▶ EXTRACT:

--- Start ---

CDC Masthead Rebrand

FED RECAP: Powell Ruins The Party

Yesterday, we offered readers the following forecast of what would happen at the FOMC meeting yesterday:

“On Wednesday, the Fed will leave its target rate for fed funds unchanged. That  decision will keep the federal funds target at 5.50% as set at the July 26, 2023 meeting. Over the course of fifteen FOMC meetings beginning March 16, 2022, we’ve been correct in all our forecasts including the “skipped” rate hikes at the June, September, November, and December 2023 meetings. We’re confident we’ll be correct on Wednesday also.”

Here’s What Actually Happened

The Fed did keep the fed funds rate unchanged as we projected. That makes sixteen Fed meetings in a row going back to March 16, 2022, when we got the Fed forecast right. Events remain uncertain from here, but it’s so far, so good for our forecasting.

Here’s the text of part of the Fed’s press release issued at 2:00 pm EDT yesterday.

“The Committee seeks to achieve maximum employment and inflation at the rate of 2 percent over the longer run. The Committee judges that the risks to achieving its employment and inflation goals are moving into better balance. The economic outlook is uncertain, and the Committee remains highly attentive to inflation risks. In support of its goals, the Committee decided to maintain the target range for the federal funds rate at 5-1/4 to 5-1/2 percent. In considering any adjustments to the target range for the federal funds rate, the Committee will carefully assess incoming data, the evolving outlook, and the balance of risks. The Committee does not expect it will be appropriate to reduce the target range until it has gained greater confidence that inflation is moving sustainably toward 2 percent. In addition, the Committee will continue reducing its holdings of Treasury securities and agency debt and agency mortgage-backed securities, as described in its previously announced plans. The Committee is strongly committed to returning inflation to its 2 percent objective.”

The FOMC vote in favor of this policy statement was unanimous. This meeting did not include the notorious “dots,” technically the Summary of Economic Projections (SEP) offered by 19 Fed governors and regional reserve bank presidents and presented in graphical form as a dot plot.

If that press release sounds like bland Fed-speak, it’s not. It’s actually one of the most dramatic announcements the Fed has made in quite some time. Of course, they did not cut rates, but they offered enormous insight in terms of when they might cut rates and even left open the option that they might raise rates.

This was all a bit of an earthquake relative to market expectations, which is why stocks quickly retreated after the announcement. The Dow Jones Industrial Average fell 0.82%, the S&P 500 fell 1.61%, and the tech-heavy NASDAQ Composite fell 2.23%. Wall Street was priced for the “pivot” to lower rates in March. What they got was a bucket of ice water thrown in their faces.

--- End ---

▶ PROVIDED MATERIAL:

--- Start ---

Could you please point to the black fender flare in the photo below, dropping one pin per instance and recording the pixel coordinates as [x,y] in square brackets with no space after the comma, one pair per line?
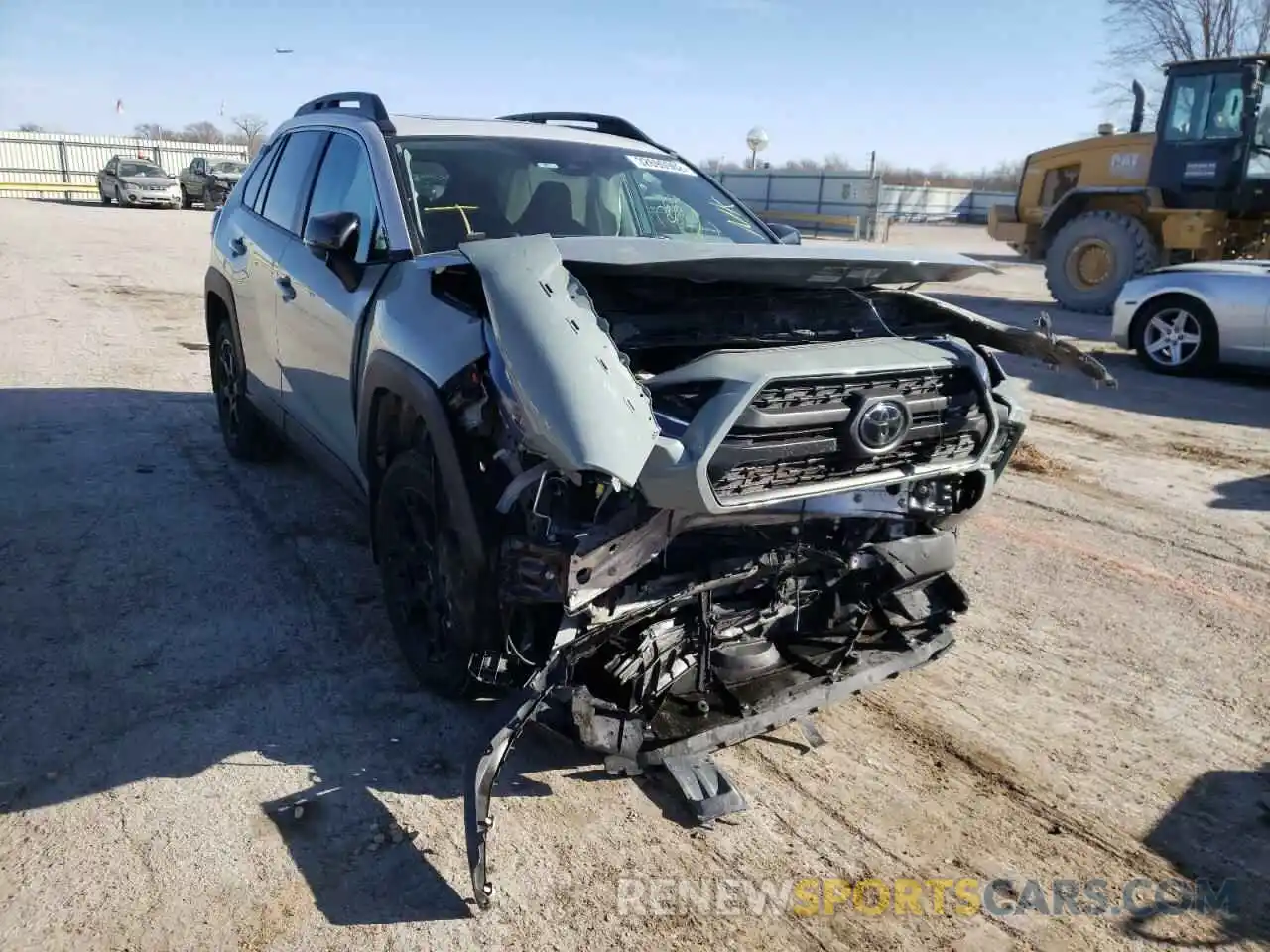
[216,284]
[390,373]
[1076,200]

--- End ---
--- Start ---

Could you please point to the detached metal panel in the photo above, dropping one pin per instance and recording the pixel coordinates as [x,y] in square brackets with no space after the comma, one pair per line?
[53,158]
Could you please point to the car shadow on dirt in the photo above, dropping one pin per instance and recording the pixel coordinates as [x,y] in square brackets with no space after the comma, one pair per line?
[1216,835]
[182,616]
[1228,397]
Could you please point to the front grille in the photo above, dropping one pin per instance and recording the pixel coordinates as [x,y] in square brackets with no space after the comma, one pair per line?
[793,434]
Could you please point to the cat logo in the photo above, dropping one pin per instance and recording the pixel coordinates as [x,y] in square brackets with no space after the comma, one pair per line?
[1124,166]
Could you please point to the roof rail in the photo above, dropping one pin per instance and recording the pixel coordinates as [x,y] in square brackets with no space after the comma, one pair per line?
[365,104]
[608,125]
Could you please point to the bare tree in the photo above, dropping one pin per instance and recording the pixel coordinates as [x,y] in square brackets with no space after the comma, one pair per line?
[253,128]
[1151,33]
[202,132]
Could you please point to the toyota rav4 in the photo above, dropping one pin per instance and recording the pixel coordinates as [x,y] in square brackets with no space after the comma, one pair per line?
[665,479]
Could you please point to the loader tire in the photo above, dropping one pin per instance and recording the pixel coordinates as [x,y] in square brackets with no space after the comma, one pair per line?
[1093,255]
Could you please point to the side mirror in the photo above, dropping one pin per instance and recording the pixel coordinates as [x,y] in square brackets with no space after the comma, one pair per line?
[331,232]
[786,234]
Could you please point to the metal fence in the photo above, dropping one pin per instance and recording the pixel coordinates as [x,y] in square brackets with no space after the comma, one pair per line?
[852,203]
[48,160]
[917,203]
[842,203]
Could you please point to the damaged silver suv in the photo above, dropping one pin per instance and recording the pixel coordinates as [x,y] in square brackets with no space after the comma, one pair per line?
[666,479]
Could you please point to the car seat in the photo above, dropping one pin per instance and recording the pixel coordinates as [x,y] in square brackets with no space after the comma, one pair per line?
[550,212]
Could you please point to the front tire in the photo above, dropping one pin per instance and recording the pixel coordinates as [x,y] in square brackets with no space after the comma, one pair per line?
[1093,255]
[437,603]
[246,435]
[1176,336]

--- End ---
--- Start ---

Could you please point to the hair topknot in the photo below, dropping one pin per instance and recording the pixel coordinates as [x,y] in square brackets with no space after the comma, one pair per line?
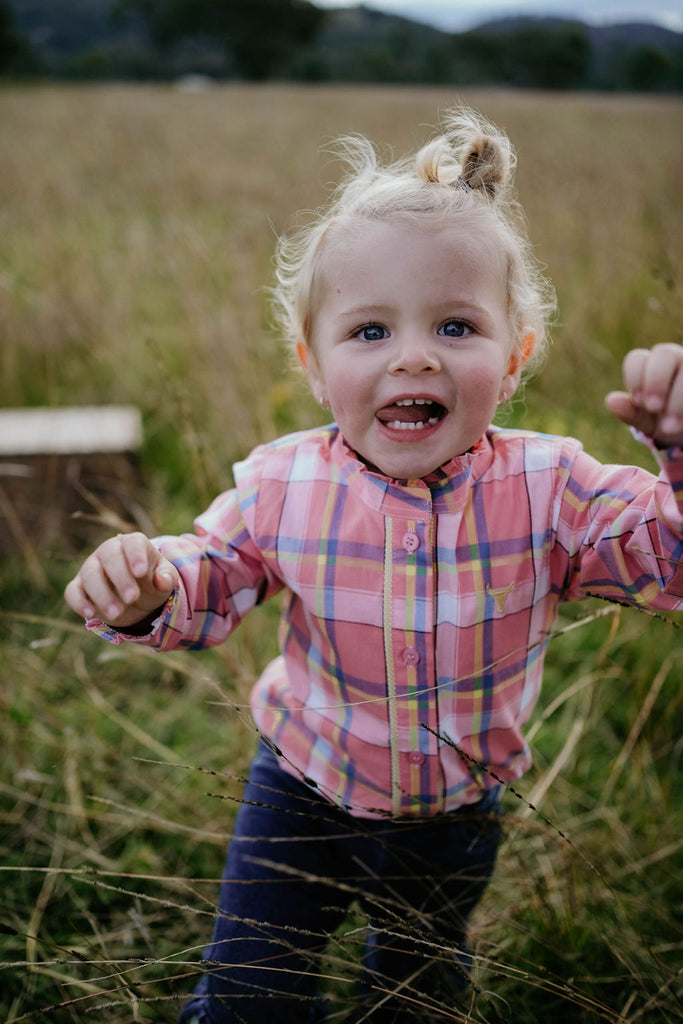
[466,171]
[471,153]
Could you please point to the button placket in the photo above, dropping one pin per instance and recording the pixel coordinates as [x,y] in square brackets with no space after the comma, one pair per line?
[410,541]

--- End ---

Transcribe the Fed recap word for word, everything from "Yesterday, we offered" down to "for our forecasting.".

Yesterday, we offered readers the following forecast of what would happen at the FOMC meeting yesterday:

“On Wednesday, the Fed will leave its target rate for fed funds unchanged. That  decision will keep the federal funds target at 5.50% as set at the July 26, 2023 meeting. Over the course of fifteen FOMC meetings beginning March 16, 2022, we’ve been correct in all our forecasts including the “skipped” rate hikes at the June, September, November, and December 2023 meetings. We’re confident we’ll be correct on Wednesday also.”

Here’s What Actually Happened

The Fed did keep the fed funds rate unchanged as we projected. That makes sixteen Fed meetings in a row going back to March 16, 2022, when we got the Fed forecast right. Events remain uncertain from here, but it’s so far, so good for our forecasting.